> Task directions
Your answer should be the lines below from the one holding "Class, locate every instance of the faucet" through the one holding "Class, locate every instance of the wooden table", copied exactly and with nothing else.

> Task data
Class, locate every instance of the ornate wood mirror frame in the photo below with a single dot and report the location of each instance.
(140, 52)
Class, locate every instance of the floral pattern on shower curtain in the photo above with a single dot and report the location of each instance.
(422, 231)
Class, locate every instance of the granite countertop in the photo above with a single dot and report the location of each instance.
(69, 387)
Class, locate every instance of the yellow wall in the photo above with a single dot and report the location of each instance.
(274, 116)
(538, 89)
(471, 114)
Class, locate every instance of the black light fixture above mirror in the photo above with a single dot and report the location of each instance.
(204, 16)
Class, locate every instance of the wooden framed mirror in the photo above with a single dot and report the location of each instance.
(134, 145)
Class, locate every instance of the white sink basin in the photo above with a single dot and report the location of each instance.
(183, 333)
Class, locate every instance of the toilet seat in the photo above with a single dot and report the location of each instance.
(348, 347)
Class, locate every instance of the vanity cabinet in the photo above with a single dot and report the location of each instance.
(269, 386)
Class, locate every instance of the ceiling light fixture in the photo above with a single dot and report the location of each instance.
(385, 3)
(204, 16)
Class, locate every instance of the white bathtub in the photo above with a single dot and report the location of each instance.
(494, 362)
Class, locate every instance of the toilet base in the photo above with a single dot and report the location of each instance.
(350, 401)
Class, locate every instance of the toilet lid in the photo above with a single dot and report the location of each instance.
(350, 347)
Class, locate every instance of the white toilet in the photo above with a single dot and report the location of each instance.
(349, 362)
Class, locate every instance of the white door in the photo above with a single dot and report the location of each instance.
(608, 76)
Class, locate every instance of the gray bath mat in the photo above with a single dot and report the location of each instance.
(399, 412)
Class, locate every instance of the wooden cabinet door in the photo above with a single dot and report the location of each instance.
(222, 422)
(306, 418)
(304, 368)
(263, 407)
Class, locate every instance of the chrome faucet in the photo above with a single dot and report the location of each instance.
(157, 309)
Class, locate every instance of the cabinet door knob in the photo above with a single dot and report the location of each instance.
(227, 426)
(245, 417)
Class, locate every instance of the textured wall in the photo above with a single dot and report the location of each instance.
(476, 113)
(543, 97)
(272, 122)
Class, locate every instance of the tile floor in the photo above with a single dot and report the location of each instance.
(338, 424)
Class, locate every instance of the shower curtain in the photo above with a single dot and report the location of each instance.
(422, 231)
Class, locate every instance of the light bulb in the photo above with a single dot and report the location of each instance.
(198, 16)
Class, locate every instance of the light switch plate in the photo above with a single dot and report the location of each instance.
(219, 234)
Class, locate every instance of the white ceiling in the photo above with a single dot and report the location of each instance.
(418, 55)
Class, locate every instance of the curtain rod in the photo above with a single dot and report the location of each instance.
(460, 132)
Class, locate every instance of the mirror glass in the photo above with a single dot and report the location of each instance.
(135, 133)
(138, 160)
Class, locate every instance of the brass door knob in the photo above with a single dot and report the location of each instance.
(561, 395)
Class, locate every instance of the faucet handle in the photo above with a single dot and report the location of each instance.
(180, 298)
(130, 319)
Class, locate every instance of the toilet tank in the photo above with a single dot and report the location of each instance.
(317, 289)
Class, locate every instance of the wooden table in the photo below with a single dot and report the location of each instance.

...

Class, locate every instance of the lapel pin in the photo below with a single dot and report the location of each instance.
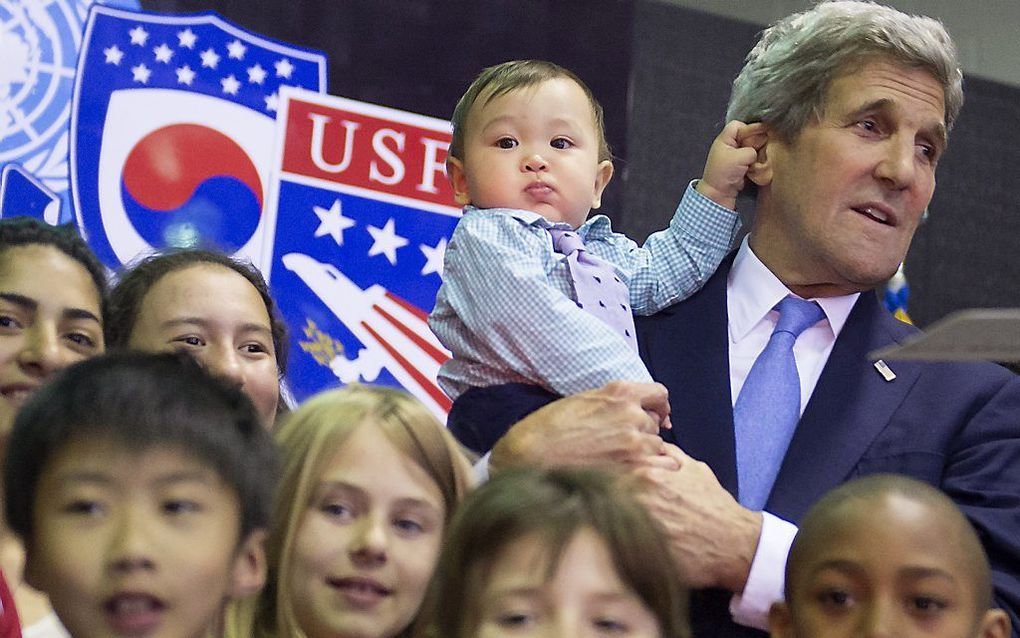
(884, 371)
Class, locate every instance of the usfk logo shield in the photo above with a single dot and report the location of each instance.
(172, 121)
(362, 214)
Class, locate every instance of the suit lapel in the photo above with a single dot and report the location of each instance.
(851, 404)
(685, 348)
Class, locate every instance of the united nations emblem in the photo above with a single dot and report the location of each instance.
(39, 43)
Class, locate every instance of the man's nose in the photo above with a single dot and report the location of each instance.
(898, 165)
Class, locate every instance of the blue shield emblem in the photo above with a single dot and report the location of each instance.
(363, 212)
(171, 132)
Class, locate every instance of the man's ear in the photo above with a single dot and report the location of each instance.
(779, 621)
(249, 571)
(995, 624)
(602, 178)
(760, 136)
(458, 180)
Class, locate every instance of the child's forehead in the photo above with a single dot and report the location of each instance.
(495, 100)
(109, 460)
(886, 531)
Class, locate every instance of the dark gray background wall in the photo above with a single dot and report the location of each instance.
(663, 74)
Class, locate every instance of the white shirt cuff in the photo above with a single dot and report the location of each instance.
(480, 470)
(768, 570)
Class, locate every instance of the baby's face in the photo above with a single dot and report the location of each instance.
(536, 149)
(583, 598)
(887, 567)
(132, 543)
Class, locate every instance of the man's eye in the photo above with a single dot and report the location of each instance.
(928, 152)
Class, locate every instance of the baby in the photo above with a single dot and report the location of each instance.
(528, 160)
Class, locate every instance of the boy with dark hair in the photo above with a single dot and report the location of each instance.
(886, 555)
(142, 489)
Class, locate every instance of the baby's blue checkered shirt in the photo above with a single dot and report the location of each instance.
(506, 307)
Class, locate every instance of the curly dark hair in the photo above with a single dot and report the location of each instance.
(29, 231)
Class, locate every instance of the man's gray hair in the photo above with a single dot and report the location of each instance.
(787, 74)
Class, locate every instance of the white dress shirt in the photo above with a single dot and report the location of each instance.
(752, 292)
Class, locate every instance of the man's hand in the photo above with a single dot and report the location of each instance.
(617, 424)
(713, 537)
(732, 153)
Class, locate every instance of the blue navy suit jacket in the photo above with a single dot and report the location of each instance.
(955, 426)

...

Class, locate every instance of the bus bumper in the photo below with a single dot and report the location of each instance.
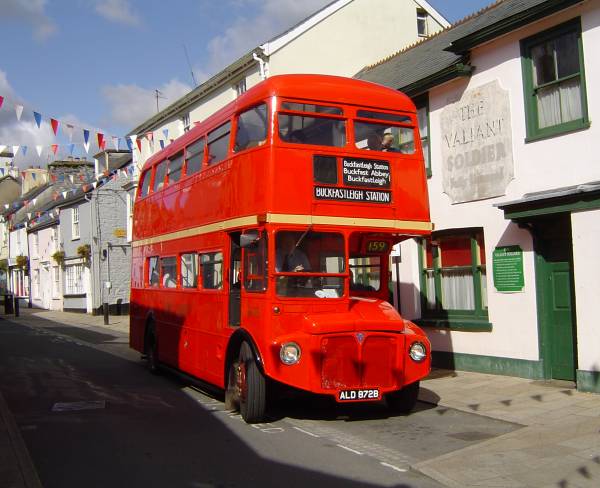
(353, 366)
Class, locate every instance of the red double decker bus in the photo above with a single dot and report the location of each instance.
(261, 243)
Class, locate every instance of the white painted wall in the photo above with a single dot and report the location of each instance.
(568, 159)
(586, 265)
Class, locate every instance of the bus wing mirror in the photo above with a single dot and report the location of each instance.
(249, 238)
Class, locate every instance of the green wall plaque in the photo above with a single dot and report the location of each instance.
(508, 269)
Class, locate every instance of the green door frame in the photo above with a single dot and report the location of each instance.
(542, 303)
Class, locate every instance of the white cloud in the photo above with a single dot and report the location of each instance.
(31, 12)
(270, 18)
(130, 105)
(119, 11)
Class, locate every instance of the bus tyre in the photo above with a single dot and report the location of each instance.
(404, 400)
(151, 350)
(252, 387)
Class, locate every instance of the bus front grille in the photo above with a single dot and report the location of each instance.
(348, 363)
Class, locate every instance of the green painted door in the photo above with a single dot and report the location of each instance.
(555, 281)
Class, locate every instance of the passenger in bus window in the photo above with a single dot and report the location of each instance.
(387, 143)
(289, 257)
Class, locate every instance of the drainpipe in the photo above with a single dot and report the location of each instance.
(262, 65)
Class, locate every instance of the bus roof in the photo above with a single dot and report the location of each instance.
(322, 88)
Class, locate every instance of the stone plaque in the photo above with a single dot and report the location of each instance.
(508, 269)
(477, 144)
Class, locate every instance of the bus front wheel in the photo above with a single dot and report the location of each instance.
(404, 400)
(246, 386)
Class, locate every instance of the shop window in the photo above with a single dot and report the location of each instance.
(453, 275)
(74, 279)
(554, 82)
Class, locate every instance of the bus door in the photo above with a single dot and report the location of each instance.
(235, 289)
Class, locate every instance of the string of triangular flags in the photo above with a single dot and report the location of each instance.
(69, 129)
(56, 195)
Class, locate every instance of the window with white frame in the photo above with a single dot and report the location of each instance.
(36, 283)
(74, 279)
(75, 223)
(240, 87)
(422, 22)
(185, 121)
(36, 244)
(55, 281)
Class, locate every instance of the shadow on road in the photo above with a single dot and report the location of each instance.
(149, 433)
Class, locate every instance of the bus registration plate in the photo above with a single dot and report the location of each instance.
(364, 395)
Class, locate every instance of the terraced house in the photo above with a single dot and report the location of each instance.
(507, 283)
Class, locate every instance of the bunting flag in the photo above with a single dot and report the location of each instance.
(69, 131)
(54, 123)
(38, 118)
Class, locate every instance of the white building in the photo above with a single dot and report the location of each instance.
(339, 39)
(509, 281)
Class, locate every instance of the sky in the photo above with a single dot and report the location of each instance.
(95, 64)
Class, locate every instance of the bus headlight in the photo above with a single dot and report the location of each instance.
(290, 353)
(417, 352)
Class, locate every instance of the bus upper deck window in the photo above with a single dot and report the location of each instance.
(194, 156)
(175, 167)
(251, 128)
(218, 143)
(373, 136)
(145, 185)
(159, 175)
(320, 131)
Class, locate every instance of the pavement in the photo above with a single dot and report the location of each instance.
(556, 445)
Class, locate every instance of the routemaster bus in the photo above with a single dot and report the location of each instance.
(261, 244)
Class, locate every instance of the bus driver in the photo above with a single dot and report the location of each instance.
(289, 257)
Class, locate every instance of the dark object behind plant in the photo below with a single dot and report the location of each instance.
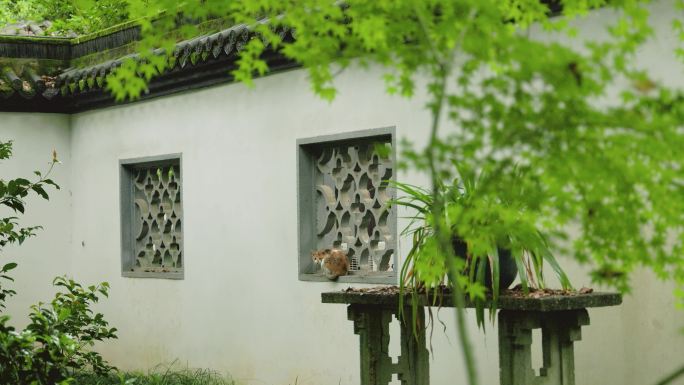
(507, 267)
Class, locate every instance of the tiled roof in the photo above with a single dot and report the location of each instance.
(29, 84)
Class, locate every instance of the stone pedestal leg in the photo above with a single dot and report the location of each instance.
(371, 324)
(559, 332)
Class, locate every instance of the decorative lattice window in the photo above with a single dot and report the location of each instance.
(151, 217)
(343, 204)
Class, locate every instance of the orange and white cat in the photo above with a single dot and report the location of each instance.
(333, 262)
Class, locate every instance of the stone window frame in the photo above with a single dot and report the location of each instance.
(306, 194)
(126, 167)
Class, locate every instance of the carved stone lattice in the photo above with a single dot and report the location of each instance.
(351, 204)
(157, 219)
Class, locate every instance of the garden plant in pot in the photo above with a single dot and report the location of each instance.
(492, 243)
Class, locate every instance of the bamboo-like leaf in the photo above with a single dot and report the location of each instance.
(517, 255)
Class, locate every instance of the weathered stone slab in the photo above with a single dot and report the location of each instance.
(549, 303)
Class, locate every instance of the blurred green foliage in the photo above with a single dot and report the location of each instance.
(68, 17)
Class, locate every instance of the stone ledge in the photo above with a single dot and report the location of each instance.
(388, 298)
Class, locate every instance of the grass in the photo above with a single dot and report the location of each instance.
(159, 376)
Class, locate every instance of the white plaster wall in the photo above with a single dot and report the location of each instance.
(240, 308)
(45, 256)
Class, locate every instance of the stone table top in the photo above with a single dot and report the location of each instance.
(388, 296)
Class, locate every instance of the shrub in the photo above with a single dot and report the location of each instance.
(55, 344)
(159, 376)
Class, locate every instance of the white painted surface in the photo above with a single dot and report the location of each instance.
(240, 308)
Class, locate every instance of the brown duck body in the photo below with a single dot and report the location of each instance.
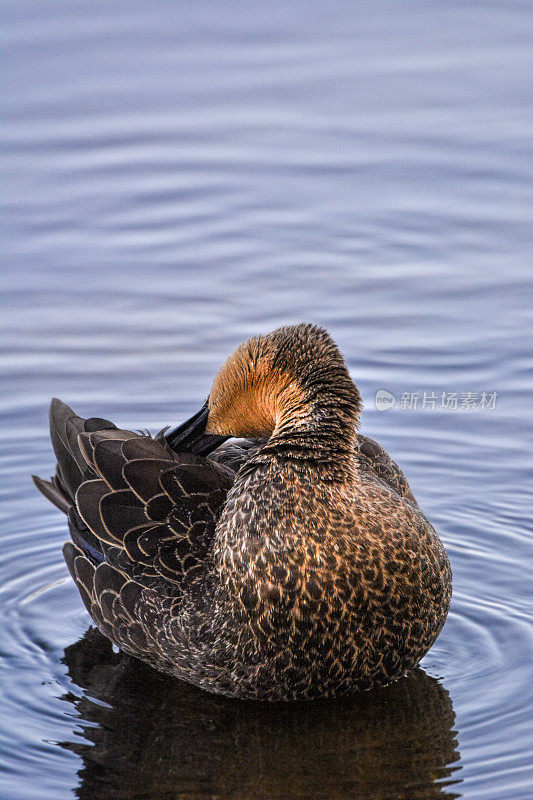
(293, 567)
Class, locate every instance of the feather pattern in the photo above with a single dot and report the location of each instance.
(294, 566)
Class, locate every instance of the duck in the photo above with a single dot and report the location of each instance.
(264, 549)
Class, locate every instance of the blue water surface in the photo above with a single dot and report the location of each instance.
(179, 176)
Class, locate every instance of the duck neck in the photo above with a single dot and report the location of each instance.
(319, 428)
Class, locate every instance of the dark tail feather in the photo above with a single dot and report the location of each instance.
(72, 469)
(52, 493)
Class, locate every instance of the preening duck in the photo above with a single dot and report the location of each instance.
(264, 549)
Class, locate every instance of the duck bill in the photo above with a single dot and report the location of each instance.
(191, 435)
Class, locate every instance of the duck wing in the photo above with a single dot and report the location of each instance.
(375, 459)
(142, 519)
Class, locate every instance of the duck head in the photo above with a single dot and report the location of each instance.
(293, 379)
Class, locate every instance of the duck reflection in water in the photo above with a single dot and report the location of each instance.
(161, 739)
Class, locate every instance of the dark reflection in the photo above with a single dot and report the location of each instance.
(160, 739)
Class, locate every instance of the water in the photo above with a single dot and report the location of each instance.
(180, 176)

> Solved problem
Class, locate every instance of the faucet handle in the photo above with a single dot and report the location of each instance.
(180, 298)
(130, 319)
Class, locate every instance of the toilet tank in the photo above with a single dot and report the location of each instance.
(317, 289)
Class, locate every instance of the wooden table in the photo below with a single dot and report the location of each instance.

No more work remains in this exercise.